_Work instructions:_
Rewrite the data starting at the line that contains "Where can you spot the crowd" and ending at the line that contains "Where can you spot the blue face", putting "white hat" in place of "white cap" and leaving everything else unchanged.

_Records for processing:_
==*==

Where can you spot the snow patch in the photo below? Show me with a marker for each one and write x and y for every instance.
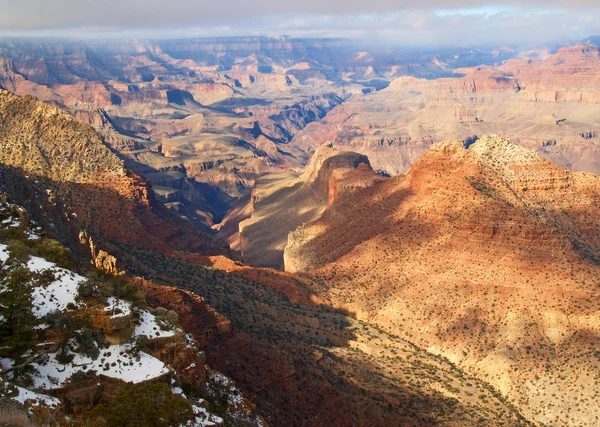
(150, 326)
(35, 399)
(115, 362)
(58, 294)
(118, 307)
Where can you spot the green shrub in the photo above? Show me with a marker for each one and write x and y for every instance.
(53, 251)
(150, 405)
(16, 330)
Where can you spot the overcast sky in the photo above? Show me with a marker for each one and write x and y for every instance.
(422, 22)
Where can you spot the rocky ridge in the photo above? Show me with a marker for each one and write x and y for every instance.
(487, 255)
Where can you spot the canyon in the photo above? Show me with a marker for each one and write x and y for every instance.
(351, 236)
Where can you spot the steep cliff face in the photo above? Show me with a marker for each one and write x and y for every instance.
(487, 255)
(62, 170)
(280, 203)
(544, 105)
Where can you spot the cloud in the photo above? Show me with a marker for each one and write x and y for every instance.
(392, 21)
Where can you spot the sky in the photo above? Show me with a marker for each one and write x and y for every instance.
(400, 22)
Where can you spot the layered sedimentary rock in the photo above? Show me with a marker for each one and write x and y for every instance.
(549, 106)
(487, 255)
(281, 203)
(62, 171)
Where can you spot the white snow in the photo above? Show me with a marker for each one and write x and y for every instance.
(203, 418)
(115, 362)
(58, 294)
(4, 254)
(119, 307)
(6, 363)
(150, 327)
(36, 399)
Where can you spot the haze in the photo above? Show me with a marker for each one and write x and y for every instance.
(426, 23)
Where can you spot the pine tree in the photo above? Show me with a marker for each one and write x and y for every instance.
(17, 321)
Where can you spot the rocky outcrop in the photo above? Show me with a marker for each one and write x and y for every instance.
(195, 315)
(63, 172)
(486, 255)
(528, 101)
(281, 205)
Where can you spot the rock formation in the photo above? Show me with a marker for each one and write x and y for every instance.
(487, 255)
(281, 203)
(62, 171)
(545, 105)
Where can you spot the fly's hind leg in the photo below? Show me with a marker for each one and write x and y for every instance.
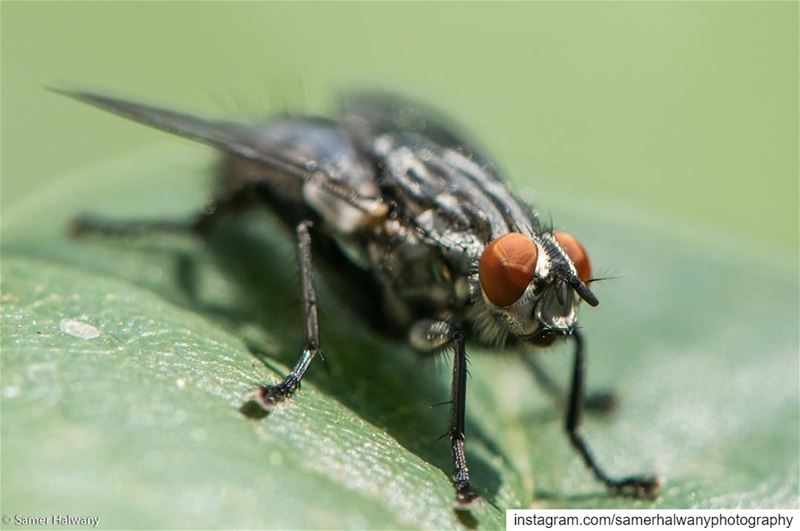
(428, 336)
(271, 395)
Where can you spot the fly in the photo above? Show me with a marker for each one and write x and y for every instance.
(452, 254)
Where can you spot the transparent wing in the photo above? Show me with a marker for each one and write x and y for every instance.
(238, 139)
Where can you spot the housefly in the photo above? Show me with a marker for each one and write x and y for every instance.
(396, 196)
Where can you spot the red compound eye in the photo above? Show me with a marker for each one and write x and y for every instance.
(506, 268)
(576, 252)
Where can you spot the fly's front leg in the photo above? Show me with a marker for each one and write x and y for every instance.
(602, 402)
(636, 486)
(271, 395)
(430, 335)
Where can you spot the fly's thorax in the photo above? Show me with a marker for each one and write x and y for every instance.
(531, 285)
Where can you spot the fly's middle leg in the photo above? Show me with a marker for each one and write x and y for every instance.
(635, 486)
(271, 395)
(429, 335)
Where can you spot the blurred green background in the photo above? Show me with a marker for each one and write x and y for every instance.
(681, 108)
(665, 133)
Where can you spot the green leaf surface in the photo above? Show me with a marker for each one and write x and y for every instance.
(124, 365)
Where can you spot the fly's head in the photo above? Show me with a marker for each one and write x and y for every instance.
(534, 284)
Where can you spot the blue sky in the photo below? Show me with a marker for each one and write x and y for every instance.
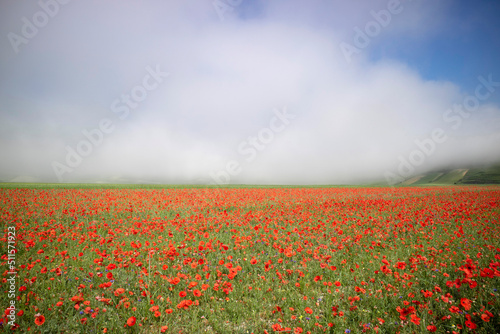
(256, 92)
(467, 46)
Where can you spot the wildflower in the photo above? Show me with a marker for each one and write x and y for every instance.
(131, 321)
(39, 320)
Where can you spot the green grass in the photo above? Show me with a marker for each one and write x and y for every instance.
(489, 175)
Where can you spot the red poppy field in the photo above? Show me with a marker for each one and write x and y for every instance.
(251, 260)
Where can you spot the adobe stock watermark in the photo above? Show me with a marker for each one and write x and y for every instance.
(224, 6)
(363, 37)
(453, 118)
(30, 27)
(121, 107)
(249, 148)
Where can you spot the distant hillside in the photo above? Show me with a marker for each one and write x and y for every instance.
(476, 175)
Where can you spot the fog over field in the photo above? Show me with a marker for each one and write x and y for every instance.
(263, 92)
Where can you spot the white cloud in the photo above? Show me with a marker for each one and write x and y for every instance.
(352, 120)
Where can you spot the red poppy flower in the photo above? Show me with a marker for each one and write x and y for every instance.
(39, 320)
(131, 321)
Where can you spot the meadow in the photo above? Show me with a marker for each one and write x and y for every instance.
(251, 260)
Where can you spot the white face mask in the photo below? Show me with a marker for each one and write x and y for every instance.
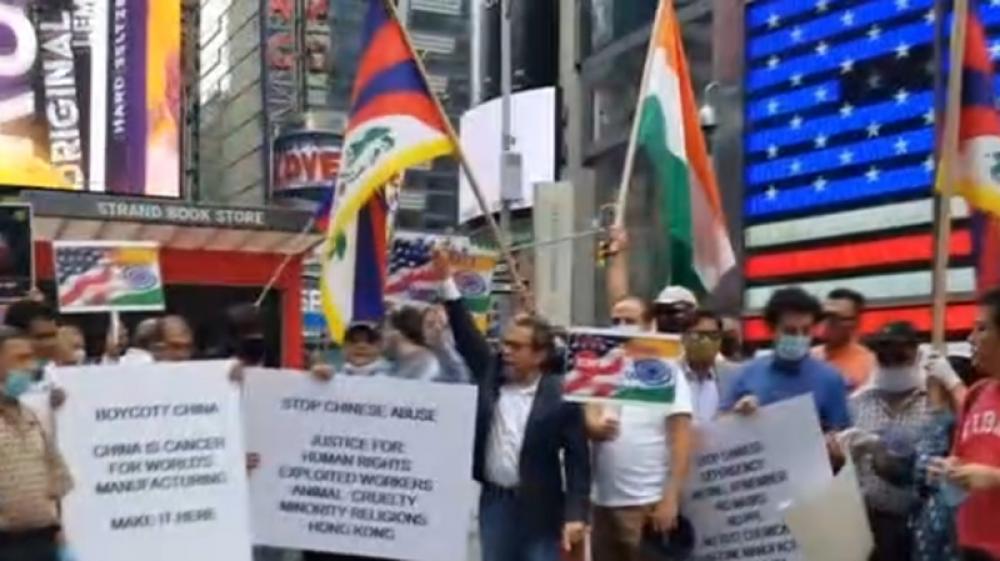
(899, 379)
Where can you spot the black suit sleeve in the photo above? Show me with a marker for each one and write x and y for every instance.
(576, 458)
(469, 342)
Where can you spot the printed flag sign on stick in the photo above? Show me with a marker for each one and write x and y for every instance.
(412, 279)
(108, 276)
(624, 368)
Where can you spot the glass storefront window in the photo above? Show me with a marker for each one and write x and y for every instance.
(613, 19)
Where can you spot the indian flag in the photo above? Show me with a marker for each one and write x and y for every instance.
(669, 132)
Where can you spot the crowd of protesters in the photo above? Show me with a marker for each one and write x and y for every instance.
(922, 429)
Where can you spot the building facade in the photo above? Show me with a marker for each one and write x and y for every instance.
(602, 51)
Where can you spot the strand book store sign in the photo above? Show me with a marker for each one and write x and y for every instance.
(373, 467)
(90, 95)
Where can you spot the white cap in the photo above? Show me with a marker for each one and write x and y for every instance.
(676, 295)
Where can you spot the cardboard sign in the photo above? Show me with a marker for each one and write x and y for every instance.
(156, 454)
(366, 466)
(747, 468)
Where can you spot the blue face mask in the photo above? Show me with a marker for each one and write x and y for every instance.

==*==

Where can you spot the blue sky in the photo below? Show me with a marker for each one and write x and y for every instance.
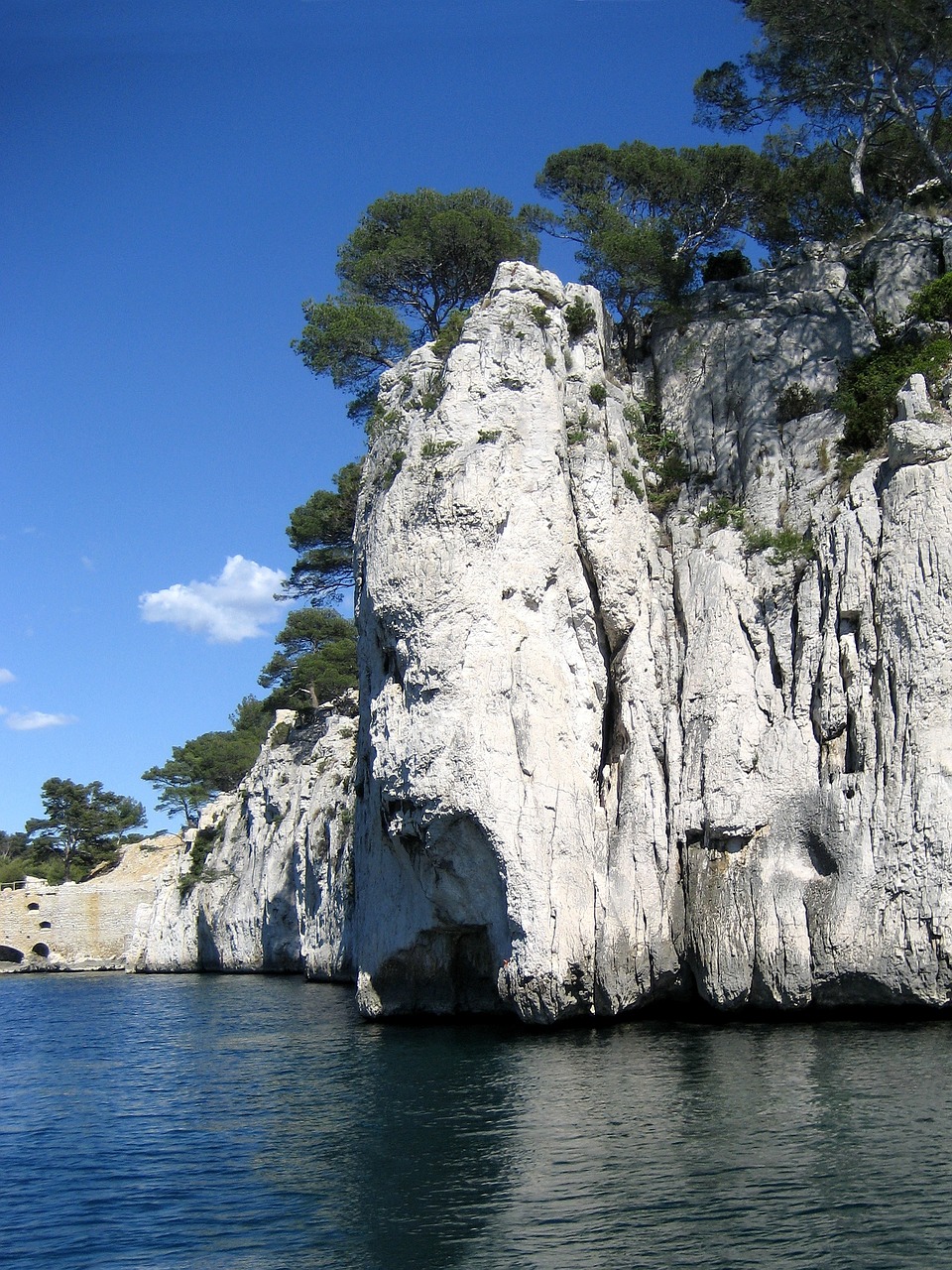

==*==

_Reply:_
Where can you spot the crowd of protesters in the photo above? Show me with a marker for each one and write x and y for every instance.
(922, 429)
Where can you spot the building facade in the photo above? Show me with a marker for each one and write x and y for every instance.
(602, 51)
Where can you spot the strand book store sign in the photo above? Show me with a marker for each one and write x and y for every instance.
(373, 467)
(90, 95)
Where can you spot the white hat in the photo above? Show me with a marker for each one and write x and y for every instance.
(676, 295)
Where can you spot the cardboard sign in the photo above? Show me with a marker for each one and write x and y for every instance.
(156, 454)
(366, 466)
(747, 468)
Where can you spot the blue face mask in the photo above? Show me with a marker for each one and write x and y for every instance.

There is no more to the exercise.